Até que me apercebi que havia uma razão para a ilha ser tão intocada e desconhecida: é quase impossível de lá chegar! Com apenas um voo humanitário semanal, sem rede de transportes, ofertas de alojamento, supermercados e restaurantes ou qualquer outra infra-estrutura turística, visitar Socotra só é possível com a ajuda de uma agência. Como podes calcular, não é barato.

No fim desta série de posts vou dar mais informações sobre os custos e a preparação da viagem, mas vou só mencionar rapidamente que depois de muita pesquisa escolhi ir com a Welcome to Socotra e foi a melhor decisão que podia ter feito.

A vantagem de se viajar com uma agência é que só tens que pagar e aparecer. Assim foi. No dia 11 de Abril, dei por mim na porta de embarque com destino a Socotra no aeroporto de Abu Dhabi.

(Registos de indicação de objetos nomeados)
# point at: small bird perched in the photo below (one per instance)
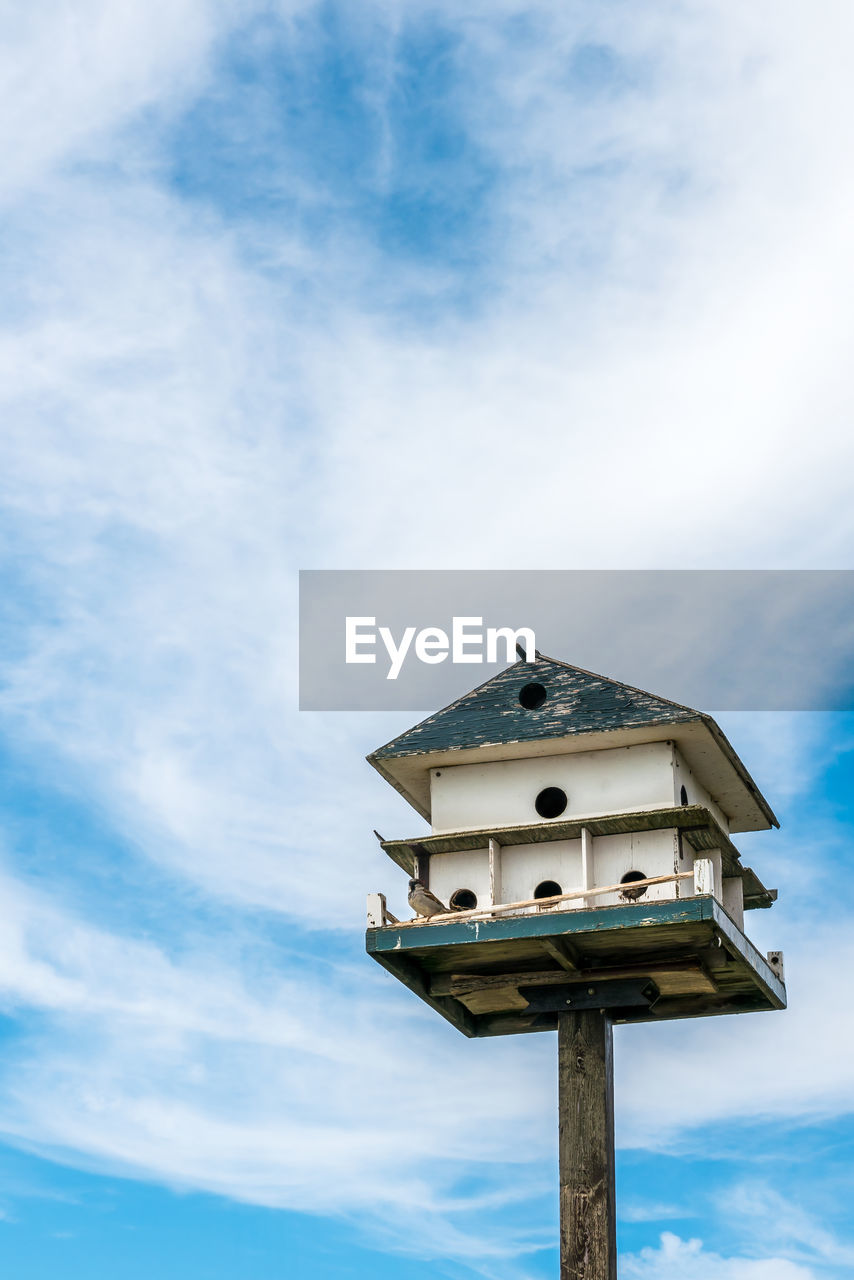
(423, 901)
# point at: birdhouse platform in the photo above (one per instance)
(643, 961)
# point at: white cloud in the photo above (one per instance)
(688, 1260)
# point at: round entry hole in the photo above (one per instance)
(629, 878)
(531, 696)
(551, 803)
(462, 900)
(547, 888)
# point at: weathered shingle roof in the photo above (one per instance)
(576, 702)
(579, 705)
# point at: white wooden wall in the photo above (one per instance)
(502, 792)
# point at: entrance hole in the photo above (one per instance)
(551, 803)
(462, 900)
(629, 878)
(533, 696)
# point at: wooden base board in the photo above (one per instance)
(471, 970)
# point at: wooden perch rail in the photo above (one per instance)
(702, 874)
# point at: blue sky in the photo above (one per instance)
(393, 284)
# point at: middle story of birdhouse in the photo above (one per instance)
(555, 790)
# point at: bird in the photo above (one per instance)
(423, 901)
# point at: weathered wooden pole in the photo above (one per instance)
(585, 1143)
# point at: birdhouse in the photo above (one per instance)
(581, 855)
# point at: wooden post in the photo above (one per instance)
(585, 1144)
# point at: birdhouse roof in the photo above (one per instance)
(580, 712)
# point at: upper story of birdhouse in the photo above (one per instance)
(544, 741)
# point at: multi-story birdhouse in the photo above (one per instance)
(581, 855)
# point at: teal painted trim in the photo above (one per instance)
(768, 981)
(420, 937)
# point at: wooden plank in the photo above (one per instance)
(585, 1146)
(494, 872)
(561, 951)
(694, 819)
(576, 895)
(494, 1000)
(672, 978)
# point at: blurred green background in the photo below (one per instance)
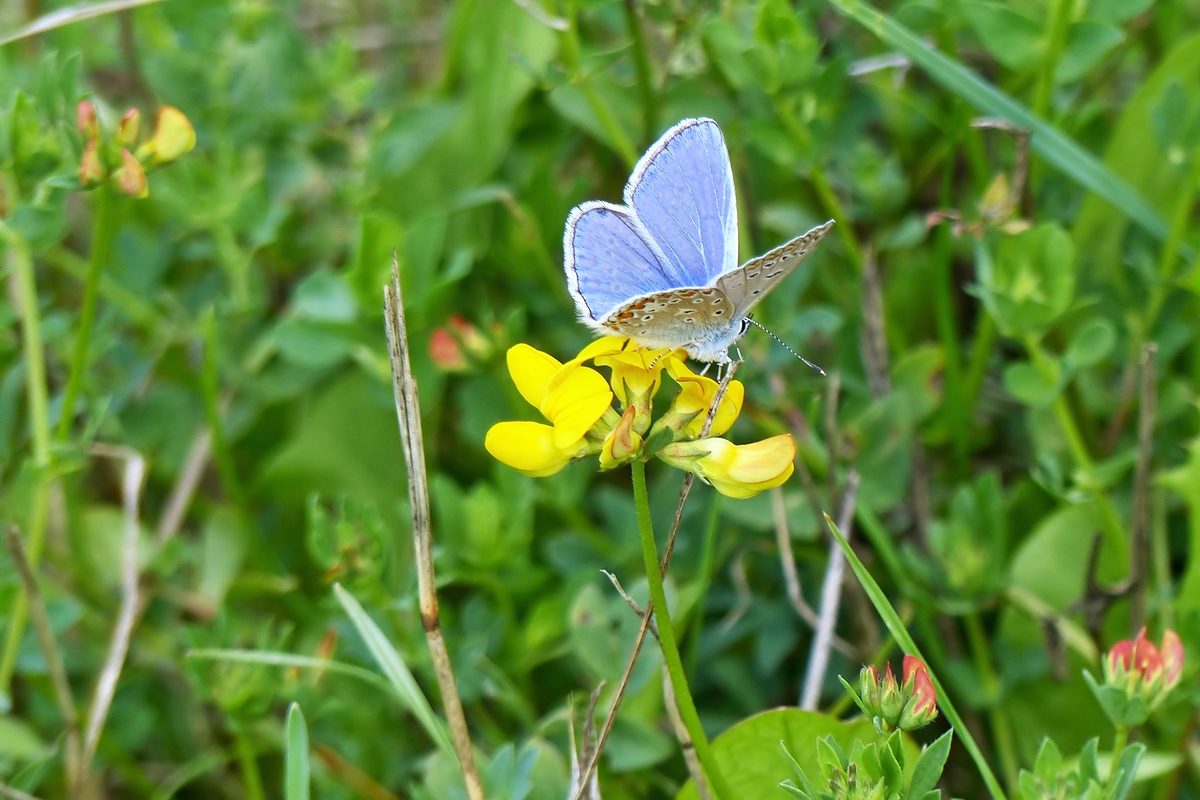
(989, 377)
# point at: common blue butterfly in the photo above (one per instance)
(663, 269)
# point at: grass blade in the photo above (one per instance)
(397, 673)
(274, 659)
(1047, 140)
(892, 619)
(295, 775)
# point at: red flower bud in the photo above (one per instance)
(85, 120)
(127, 130)
(91, 170)
(131, 178)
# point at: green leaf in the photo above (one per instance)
(1025, 383)
(1047, 140)
(1012, 37)
(1087, 43)
(295, 773)
(397, 673)
(1091, 343)
(929, 768)
(898, 630)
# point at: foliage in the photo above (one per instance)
(217, 319)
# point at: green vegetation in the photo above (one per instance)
(207, 497)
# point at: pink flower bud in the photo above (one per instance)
(131, 178)
(127, 130)
(91, 170)
(1173, 657)
(85, 120)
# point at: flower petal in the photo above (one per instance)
(577, 398)
(532, 372)
(528, 447)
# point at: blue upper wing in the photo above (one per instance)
(610, 259)
(682, 191)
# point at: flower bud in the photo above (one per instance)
(892, 699)
(85, 120)
(922, 705)
(623, 443)
(173, 136)
(91, 170)
(131, 178)
(127, 130)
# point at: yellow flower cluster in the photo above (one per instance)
(579, 403)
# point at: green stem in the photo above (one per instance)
(666, 636)
(707, 557)
(1001, 729)
(642, 67)
(1078, 449)
(22, 264)
(210, 392)
(1119, 743)
(101, 246)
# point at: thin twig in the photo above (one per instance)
(126, 618)
(59, 681)
(831, 597)
(181, 494)
(1139, 545)
(689, 749)
(684, 491)
(15, 794)
(629, 601)
(791, 577)
(408, 413)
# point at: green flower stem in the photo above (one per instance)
(707, 557)
(22, 264)
(1001, 727)
(897, 627)
(101, 246)
(1119, 743)
(1078, 449)
(666, 636)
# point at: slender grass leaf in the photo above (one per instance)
(297, 768)
(892, 619)
(1047, 140)
(397, 673)
(274, 659)
(929, 767)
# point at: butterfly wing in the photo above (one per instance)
(673, 318)
(682, 191)
(749, 283)
(610, 258)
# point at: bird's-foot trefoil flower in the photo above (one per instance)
(577, 402)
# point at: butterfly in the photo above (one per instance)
(663, 269)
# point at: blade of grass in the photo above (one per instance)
(273, 659)
(397, 673)
(71, 14)
(1048, 142)
(895, 626)
(297, 770)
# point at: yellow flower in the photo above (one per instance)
(173, 136)
(736, 470)
(696, 394)
(573, 397)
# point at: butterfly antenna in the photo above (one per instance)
(760, 326)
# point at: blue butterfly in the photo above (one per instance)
(663, 269)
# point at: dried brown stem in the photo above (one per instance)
(58, 673)
(127, 615)
(684, 491)
(1139, 545)
(831, 600)
(408, 413)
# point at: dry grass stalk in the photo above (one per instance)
(408, 411)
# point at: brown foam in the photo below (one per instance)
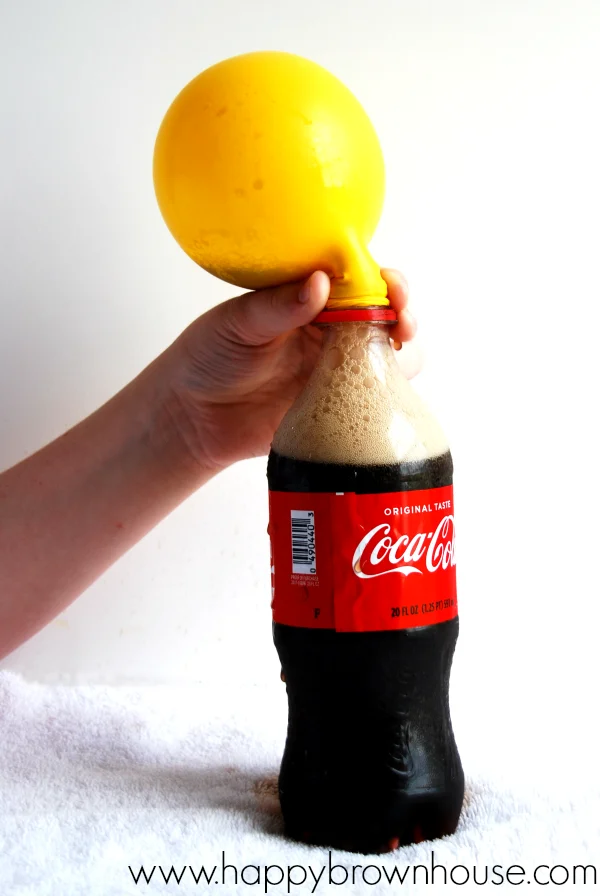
(357, 407)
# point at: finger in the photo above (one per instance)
(259, 317)
(404, 330)
(397, 288)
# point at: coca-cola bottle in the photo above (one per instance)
(364, 599)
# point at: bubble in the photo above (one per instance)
(334, 358)
(357, 410)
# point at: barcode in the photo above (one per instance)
(304, 558)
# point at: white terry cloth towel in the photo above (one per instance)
(96, 782)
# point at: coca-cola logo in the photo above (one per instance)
(378, 554)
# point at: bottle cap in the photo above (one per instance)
(385, 315)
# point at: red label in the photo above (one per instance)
(362, 563)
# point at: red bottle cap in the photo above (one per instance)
(356, 314)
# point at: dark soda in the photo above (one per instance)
(370, 760)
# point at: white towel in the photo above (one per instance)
(95, 781)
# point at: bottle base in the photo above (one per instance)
(418, 818)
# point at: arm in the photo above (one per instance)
(214, 397)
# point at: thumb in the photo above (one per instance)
(259, 317)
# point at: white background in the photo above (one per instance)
(488, 117)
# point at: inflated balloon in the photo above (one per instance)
(266, 168)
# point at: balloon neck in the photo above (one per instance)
(356, 281)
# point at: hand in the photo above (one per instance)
(243, 363)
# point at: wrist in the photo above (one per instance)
(176, 427)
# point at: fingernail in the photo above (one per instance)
(305, 291)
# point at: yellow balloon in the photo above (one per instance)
(266, 168)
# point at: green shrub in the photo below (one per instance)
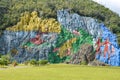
(83, 63)
(14, 63)
(33, 62)
(26, 62)
(43, 62)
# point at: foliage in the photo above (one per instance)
(31, 22)
(14, 63)
(33, 62)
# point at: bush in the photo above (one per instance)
(33, 62)
(14, 63)
(43, 62)
(26, 62)
(4, 62)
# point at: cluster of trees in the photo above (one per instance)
(31, 22)
(10, 11)
(67, 45)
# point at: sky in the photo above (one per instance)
(114, 5)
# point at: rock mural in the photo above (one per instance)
(73, 39)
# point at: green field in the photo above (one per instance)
(60, 72)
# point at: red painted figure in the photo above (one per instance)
(68, 51)
(98, 43)
(106, 49)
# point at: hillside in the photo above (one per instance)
(10, 11)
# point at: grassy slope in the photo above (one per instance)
(61, 72)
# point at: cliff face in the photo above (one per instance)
(75, 30)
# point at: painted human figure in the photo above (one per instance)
(106, 49)
(37, 40)
(98, 43)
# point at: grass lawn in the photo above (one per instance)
(60, 72)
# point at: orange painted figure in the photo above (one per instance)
(106, 49)
(37, 40)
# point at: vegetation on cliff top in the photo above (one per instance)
(10, 11)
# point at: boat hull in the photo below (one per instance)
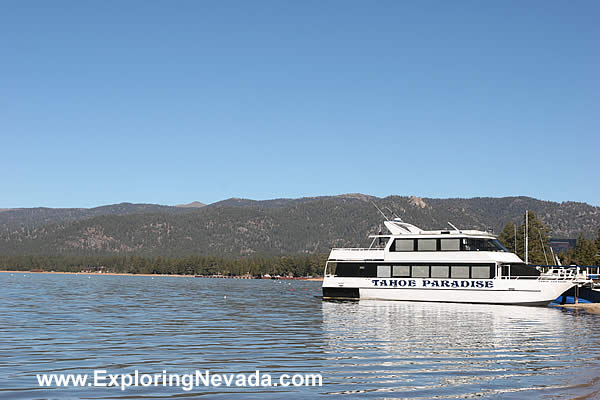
(487, 291)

(Tarefa a realizar)
Reproduza palavra por palavra o trecho do texto sobre Socotra que começa em "Até que me apercebi" e termina em "podia ter feito.". Baseie-se unicamente no texto sobre Socotra, sem recorrer ao material nem a outras fontes.

(Resposta à tarefa)
Até que me apercebi que havia uma razão para a ilha ser tão intocada e desconhecida: é quase impossível de lá chegar! Com apenas um voo humanitário semanal, sem rede de transportes, ofertas de alojamento, supermercados e restaurantes ou qualquer outra infra-estrutura turística, visitar Socotra só é possível com a ajuda de uma agência. Como podes calcular, não é barato.

No fim desta série de posts vou dar mais informações sobre os custos e a preparação da viagem, mas vou só mencionar rapidamente que depois de muita pesquisa escolhi ir com a Welcome to Socotra e foi a melhor decisão que podia ter feito.